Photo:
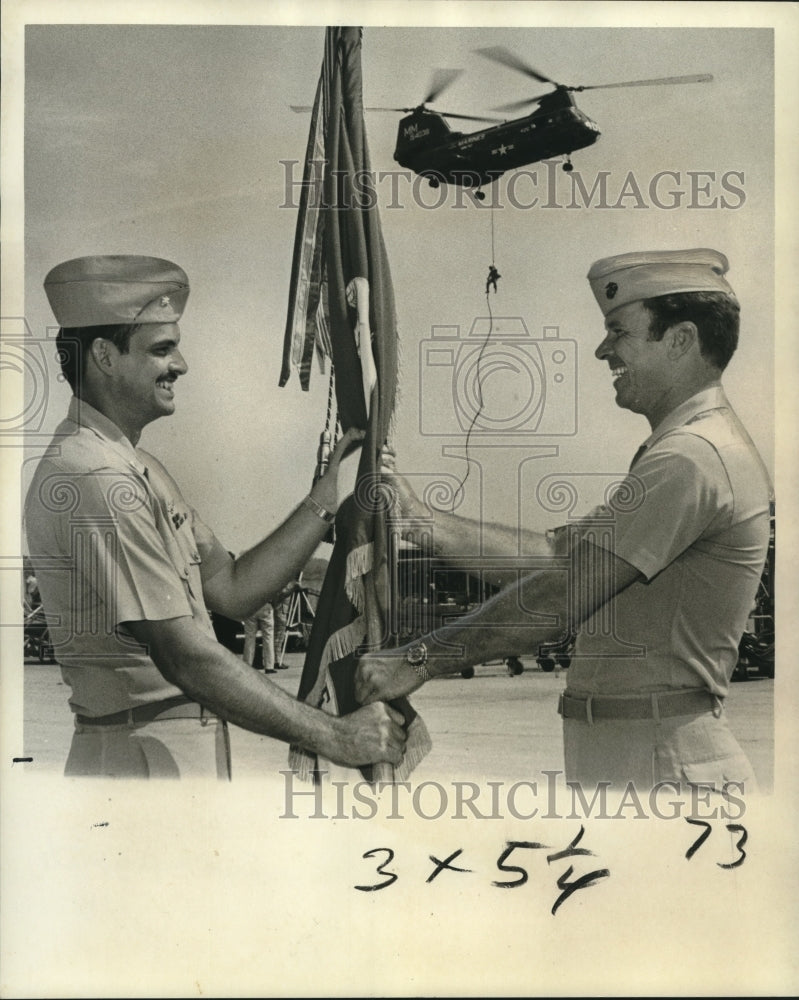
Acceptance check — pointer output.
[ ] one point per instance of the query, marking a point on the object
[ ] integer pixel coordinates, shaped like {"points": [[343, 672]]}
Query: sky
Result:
{"points": [[174, 138], [179, 141]]}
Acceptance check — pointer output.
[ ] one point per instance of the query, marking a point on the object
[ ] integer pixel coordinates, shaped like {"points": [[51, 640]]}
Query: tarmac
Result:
{"points": [[490, 726]]}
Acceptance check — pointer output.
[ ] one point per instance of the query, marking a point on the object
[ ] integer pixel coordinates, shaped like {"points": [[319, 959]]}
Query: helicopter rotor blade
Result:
{"points": [[442, 79], [518, 105], [498, 53], [694, 78]]}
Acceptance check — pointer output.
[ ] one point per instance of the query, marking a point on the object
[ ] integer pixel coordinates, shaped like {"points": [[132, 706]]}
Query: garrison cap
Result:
{"points": [[116, 289], [630, 277]]}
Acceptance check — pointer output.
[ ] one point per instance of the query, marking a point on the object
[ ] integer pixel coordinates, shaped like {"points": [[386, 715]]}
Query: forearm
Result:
{"points": [[215, 677], [479, 547], [261, 573]]}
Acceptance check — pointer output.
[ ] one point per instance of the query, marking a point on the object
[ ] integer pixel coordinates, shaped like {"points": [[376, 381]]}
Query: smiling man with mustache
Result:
{"points": [[661, 580], [128, 570]]}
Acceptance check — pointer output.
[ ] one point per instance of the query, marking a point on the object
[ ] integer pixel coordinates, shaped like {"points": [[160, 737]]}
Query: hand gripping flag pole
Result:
{"points": [[341, 306]]}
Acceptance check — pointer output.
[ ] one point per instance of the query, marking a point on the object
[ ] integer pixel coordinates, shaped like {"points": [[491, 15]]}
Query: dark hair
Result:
{"points": [[716, 315], [73, 343]]}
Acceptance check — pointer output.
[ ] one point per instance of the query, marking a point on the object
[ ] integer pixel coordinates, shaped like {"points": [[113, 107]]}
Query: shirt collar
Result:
{"points": [[710, 398], [84, 415]]}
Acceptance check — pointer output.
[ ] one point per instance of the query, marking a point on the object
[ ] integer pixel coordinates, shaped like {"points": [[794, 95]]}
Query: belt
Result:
{"points": [[179, 707], [656, 705]]}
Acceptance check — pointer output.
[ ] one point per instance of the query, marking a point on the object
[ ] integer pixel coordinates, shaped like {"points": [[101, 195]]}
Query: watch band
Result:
{"points": [[417, 655], [318, 509]]}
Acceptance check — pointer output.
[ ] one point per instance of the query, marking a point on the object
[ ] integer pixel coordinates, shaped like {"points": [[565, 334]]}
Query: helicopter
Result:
{"points": [[555, 127]]}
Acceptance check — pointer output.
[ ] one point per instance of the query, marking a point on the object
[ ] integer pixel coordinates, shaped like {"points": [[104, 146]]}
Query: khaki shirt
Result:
{"points": [[113, 541], [693, 516]]}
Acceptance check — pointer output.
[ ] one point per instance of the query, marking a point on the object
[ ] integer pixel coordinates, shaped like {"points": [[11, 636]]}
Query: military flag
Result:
{"points": [[341, 307]]}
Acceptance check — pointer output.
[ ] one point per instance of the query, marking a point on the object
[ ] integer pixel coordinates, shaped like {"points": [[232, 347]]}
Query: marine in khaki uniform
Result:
{"points": [[663, 578], [128, 570]]}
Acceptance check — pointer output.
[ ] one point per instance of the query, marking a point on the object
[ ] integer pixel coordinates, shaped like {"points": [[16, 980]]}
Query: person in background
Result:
{"points": [[661, 580], [127, 569]]}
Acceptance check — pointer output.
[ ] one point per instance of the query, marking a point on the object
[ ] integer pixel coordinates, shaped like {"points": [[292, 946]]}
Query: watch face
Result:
{"points": [[417, 654]]}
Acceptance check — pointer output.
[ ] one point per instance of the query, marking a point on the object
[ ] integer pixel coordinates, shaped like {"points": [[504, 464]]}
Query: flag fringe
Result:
{"points": [[359, 563], [339, 645]]}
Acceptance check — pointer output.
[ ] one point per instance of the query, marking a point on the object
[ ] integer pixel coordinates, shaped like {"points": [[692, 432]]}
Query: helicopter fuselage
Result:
{"points": [[427, 145]]}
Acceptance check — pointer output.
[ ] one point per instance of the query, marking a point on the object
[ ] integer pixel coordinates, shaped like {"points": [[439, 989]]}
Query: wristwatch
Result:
{"points": [[417, 656]]}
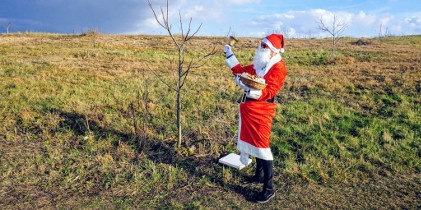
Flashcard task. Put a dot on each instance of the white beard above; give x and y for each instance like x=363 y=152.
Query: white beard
x=261 y=59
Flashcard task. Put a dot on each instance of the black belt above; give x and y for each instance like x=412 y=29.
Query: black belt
x=244 y=98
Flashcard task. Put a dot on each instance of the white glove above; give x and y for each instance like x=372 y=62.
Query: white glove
x=227 y=51
x=244 y=158
x=241 y=84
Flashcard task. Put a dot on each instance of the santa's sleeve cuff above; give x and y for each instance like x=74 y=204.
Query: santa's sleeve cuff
x=231 y=61
x=254 y=93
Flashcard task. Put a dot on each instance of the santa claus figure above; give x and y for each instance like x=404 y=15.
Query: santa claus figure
x=257 y=108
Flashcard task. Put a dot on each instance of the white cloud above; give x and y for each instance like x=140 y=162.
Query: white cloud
x=414 y=22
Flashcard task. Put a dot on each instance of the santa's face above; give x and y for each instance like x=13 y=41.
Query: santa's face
x=262 y=57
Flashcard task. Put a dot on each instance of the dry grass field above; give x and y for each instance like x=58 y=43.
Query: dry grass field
x=87 y=122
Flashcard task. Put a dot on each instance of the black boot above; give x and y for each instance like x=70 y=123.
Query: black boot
x=258 y=174
x=268 y=191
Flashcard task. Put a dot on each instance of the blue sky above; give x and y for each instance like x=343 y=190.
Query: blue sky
x=243 y=18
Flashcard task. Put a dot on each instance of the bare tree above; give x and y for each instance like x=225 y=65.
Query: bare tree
x=180 y=44
x=335 y=30
x=8 y=27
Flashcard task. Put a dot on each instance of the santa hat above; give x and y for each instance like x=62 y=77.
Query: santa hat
x=275 y=42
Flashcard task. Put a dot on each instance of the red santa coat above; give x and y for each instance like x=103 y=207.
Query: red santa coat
x=256 y=116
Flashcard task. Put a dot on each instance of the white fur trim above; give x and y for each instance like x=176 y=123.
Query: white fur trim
x=231 y=62
x=266 y=41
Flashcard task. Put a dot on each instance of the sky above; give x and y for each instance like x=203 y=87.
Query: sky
x=241 y=18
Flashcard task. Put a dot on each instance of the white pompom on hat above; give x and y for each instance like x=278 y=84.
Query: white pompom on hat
x=275 y=42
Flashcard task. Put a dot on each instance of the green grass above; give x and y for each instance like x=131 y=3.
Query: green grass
x=88 y=123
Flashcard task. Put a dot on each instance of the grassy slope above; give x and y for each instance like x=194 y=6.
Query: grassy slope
x=87 y=122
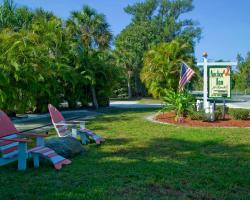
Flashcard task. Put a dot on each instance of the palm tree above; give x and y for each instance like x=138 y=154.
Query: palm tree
x=162 y=65
x=91 y=31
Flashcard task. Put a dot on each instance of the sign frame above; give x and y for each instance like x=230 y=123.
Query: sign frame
x=208 y=81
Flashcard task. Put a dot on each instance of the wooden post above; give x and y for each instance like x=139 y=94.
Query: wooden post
x=22 y=156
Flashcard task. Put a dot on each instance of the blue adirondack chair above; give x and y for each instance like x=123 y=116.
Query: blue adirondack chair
x=13 y=148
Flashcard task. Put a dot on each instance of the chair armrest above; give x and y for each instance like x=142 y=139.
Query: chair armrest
x=33 y=134
x=66 y=123
x=16 y=140
x=76 y=121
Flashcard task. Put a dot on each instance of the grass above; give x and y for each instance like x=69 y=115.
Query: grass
x=143 y=160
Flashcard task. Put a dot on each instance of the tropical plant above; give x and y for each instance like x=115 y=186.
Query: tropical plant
x=179 y=102
x=91 y=33
x=242 y=75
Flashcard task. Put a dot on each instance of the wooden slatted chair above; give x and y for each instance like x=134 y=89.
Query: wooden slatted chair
x=13 y=148
x=63 y=130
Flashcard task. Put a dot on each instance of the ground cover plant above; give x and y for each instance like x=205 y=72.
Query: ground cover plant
x=143 y=160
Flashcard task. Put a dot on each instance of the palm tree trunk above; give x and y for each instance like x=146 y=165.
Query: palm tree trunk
x=129 y=88
x=94 y=99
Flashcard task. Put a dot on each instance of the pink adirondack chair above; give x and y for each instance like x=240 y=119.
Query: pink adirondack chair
x=62 y=129
x=13 y=148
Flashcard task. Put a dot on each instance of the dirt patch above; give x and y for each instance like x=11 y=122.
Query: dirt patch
x=228 y=122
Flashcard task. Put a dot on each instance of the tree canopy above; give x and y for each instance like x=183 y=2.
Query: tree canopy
x=154 y=22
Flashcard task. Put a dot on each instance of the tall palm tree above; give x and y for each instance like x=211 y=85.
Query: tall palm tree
x=92 y=33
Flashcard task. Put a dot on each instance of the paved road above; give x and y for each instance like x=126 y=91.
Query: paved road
x=42 y=123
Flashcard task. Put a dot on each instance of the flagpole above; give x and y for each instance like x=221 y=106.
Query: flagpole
x=205 y=55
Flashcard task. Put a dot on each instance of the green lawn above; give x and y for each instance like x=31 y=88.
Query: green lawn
x=143 y=160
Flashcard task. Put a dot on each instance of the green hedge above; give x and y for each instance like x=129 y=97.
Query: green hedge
x=239 y=114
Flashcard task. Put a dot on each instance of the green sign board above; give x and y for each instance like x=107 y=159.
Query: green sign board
x=219 y=82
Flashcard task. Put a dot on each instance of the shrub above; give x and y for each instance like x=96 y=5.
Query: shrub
x=239 y=114
x=219 y=112
x=179 y=102
x=196 y=115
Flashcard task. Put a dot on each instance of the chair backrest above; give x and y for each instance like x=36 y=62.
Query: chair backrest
x=56 y=117
x=7 y=131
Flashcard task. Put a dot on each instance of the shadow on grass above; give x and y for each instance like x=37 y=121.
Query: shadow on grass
x=172 y=168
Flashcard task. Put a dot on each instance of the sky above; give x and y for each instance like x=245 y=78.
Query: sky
x=225 y=23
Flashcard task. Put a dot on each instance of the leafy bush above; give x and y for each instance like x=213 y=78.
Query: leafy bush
x=219 y=112
x=196 y=115
x=179 y=102
x=239 y=114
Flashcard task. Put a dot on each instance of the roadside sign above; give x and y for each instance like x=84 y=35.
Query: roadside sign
x=219 y=81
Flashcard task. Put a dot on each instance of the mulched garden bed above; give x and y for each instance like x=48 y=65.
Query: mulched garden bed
x=228 y=122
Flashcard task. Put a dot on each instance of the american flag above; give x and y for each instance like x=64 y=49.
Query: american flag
x=186 y=75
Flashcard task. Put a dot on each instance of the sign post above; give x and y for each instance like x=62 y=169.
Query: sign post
x=215 y=92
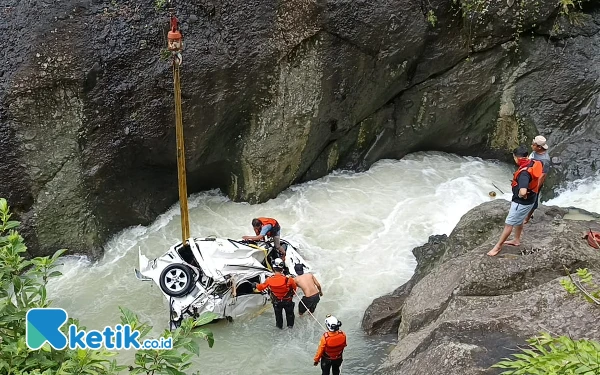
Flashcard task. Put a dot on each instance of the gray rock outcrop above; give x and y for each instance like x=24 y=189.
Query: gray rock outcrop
x=463 y=311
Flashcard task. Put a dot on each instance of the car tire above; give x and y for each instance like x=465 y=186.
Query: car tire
x=177 y=280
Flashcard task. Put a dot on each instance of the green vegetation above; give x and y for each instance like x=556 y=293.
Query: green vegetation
x=477 y=13
x=560 y=355
x=23 y=286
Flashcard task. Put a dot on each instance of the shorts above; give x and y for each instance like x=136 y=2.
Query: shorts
x=517 y=213
x=310 y=302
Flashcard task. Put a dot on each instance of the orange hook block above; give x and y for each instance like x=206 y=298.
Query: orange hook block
x=174 y=36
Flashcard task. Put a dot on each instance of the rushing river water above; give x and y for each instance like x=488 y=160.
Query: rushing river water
x=357 y=231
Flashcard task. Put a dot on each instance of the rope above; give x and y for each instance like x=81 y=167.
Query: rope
x=185 y=224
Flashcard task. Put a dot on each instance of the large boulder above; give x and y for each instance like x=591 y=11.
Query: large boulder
x=463 y=311
x=274 y=93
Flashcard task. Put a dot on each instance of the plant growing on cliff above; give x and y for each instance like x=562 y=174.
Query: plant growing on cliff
x=23 y=286
x=560 y=355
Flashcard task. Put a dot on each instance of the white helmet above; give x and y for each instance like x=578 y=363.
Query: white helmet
x=278 y=264
x=332 y=323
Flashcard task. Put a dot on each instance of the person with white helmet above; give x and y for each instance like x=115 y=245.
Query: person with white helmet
x=282 y=289
x=540 y=152
x=331 y=347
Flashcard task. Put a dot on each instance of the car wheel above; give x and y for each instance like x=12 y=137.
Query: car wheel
x=177 y=280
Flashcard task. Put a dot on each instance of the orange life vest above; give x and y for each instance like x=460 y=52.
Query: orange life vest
x=267 y=221
x=334 y=345
x=535 y=169
x=282 y=288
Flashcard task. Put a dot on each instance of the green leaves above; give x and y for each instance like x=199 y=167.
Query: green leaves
x=555 y=355
x=23 y=286
x=560 y=355
x=185 y=345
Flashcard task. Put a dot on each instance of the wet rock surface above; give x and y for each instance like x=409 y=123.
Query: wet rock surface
x=273 y=94
x=463 y=311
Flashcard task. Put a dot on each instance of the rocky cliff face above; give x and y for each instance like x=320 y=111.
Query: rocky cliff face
x=463 y=311
x=274 y=93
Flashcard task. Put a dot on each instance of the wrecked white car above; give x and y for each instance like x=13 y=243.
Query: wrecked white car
x=215 y=275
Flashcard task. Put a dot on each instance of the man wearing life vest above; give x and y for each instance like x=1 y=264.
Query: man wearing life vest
x=525 y=188
x=540 y=152
x=282 y=289
x=266 y=226
x=331 y=347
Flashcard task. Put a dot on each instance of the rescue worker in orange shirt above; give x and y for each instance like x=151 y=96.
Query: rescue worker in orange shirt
x=266 y=226
x=331 y=347
x=282 y=290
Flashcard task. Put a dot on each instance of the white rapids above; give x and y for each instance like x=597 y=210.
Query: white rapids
x=357 y=231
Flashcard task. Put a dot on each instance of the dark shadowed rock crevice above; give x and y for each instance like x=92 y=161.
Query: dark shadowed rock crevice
x=273 y=94
x=463 y=311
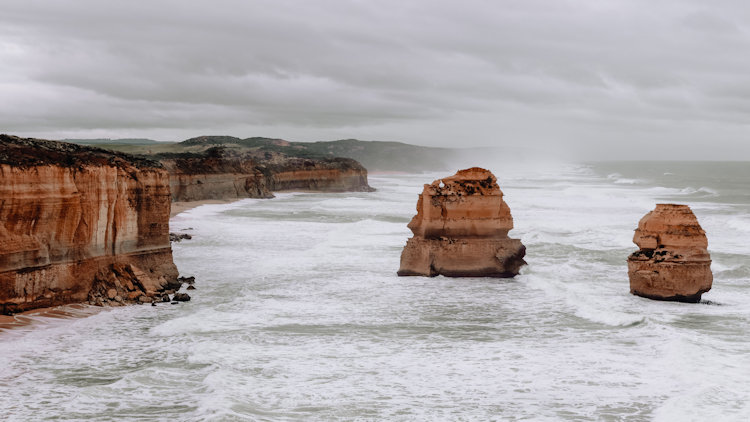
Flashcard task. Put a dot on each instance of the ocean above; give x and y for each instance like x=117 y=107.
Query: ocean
x=299 y=315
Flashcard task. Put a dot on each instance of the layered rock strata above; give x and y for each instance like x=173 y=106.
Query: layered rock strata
x=672 y=262
x=80 y=223
x=461 y=230
x=219 y=174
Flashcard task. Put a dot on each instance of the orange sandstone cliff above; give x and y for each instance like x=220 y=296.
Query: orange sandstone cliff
x=81 y=224
x=461 y=230
x=673 y=262
x=224 y=174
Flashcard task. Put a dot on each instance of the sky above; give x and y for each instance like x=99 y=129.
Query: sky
x=596 y=79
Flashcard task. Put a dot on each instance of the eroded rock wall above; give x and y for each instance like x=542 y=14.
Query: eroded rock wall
x=68 y=214
x=673 y=262
x=250 y=176
x=461 y=230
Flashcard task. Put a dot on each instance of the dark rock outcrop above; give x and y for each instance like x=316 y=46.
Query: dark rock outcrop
x=673 y=262
x=461 y=230
x=80 y=223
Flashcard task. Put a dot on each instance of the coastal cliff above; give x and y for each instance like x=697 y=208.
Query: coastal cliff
x=218 y=173
x=461 y=230
x=81 y=224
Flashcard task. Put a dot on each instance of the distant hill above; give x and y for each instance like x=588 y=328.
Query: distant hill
x=108 y=141
x=374 y=155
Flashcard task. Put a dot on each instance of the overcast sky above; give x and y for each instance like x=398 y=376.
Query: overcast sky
x=589 y=79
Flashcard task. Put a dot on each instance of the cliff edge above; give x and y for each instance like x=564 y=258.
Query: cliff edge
x=81 y=224
x=225 y=173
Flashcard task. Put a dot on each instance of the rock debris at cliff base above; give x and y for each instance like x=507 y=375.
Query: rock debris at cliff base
x=72 y=217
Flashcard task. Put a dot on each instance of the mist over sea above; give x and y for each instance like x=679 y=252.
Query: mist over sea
x=299 y=315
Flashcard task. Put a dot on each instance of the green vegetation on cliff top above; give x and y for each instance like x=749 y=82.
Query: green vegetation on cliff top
x=374 y=155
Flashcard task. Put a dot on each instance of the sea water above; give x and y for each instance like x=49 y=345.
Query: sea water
x=299 y=315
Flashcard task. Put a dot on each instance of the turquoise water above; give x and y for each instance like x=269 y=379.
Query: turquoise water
x=298 y=315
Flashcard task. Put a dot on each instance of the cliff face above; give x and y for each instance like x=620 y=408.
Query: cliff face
x=70 y=216
x=673 y=262
x=461 y=230
x=220 y=175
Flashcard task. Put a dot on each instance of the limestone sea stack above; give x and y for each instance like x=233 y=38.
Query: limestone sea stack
x=673 y=262
x=81 y=224
x=461 y=230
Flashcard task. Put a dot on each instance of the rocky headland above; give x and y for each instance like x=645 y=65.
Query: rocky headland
x=81 y=224
x=461 y=230
x=221 y=173
x=673 y=262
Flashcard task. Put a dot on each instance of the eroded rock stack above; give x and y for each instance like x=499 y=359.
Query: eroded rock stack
x=461 y=230
x=673 y=262
x=80 y=223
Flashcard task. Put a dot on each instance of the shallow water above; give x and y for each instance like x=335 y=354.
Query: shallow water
x=298 y=315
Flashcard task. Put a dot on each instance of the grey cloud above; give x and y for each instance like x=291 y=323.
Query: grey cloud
x=589 y=77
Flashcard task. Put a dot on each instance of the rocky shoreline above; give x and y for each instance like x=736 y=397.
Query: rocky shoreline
x=87 y=225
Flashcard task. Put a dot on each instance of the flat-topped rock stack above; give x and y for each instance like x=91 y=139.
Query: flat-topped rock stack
x=673 y=262
x=461 y=230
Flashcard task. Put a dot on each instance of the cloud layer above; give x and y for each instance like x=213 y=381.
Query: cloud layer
x=590 y=79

*Goal*. Word for word, quote the lines from the line containing "like x=499 y=359." through the end of the material, both included, and nothing else.

*Task response*.
Flashcard task. Put a dot on each instance of the eroded rock stack above; give x and y for each instance like x=499 y=359.
Query: eroded rock stack
x=461 y=230
x=673 y=262
x=80 y=223
Flashcard task. Put a dot on each instance of the shallow water above; give x and y for each instance like x=335 y=354.
Query: shallow water
x=298 y=315
Flashcard task. Put a dot on each instance of the grey cloud above; give x and y for each instance like x=291 y=323.
Query: grey cloud
x=589 y=77
Flashcard task. Put a dot on each instance of the rocky shoreline above; give x and y for each instance like x=736 y=397.
Query: rocky shoreline
x=87 y=225
Flashcard task. Put a dot on each instance of the flat-topped rock stack above; give x and y for each instance like x=91 y=139.
Query: flat-topped rock stack
x=673 y=262
x=461 y=230
Flashcard task. Put a dot on each instance of the cloud layer above; give x and y for each instance like x=213 y=381.
Query: cloud layer
x=590 y=79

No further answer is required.